Long-Term Study Shows No Association Between Midlife Diet and Dementia Risk
With the older adult population growing worldwide, research on diseases associated with cognitive decline and aging, such as dementia, has shifted to the forefront. Particular focus has been given to prevention efforts, with some studies suggesting lifestyle factors such as physical activity and diet may reduce dementia risk.
An article in the June 2019 issue of Today’s Dietitian highlights research showing the potential neuroprotective effects of dietary patterns such as the Mediterranean and Mediterranean-DASH Intervention for Neurodegenerative Delay (MIND) diets, while acknowledging that the research still has a ways to go. The study outlined below demonstrates the difficulty of establishing a direct link between diet and dementia risk.
A UK study that measured diet and cognitive decline over almost 25 years didn’t show an association between a more healthful diet in midlife and a lower risk of dementia later in life. The findings, published in JAMA, are the first to examine the prospective association of diet quality in midlife with later life risk of developing dementia with a follow-up of more than 10 years.

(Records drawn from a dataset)

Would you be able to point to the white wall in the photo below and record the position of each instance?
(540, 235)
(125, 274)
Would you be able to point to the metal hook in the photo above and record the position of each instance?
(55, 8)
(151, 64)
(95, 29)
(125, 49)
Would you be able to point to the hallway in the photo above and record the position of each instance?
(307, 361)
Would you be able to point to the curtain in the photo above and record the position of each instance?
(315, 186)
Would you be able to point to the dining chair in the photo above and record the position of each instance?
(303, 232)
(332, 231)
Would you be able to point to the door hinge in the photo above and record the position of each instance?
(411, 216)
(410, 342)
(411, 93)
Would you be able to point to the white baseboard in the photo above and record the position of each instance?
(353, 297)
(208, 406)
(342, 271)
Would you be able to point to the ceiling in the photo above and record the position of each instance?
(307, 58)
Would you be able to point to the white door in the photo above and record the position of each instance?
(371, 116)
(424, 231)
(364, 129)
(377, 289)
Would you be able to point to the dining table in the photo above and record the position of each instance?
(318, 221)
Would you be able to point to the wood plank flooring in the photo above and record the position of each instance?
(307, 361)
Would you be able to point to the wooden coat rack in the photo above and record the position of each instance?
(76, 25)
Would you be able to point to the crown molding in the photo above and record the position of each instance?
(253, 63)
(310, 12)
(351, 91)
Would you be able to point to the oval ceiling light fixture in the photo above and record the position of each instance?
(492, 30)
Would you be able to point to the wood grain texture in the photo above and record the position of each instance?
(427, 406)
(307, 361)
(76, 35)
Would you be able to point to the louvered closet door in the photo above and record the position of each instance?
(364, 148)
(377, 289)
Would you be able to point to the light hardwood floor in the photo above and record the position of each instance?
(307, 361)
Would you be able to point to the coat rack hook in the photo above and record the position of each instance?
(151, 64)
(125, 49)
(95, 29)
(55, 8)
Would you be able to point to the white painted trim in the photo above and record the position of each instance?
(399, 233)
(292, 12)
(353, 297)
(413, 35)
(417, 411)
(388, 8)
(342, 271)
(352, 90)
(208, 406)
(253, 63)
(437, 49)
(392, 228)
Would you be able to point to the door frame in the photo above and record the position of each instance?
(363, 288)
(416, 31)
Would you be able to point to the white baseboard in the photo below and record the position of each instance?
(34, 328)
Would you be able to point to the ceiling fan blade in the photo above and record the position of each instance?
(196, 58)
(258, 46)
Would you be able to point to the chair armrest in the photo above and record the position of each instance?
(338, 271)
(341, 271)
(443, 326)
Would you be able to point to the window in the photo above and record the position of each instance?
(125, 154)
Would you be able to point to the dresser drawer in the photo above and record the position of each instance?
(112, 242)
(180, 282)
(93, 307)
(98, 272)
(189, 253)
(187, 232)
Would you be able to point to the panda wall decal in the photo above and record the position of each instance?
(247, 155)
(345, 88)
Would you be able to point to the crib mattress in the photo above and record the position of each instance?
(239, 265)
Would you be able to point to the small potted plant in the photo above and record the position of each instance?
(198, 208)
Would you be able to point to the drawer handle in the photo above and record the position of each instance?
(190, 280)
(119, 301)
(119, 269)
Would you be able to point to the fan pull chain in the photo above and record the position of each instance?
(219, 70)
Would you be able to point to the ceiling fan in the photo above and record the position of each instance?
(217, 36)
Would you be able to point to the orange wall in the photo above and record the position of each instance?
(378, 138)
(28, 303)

List of tasks -
1 – Reproduce the part of the article on midlife diet and dementia that opens with the words containing "A UK study that" and closes with "than 10 years.", switching "midlife" to "middle age".
2 – In the article on midlife diet and dementia, over roughly how many years did the UK study measure diet and cognitive decline?

Solutions in order -
1 –
A UK study that measured diet and cognitive decline over almost 25 years didn’t show an association between a more healthful diet in middle age and a lower risk of dementia later in life. The findings, published in JAMA, are the first to examine the prospective association of diet quality in middle age with later life risk of developing dementia with a follow-up of more than 10 years.

2 – Almost 25 years.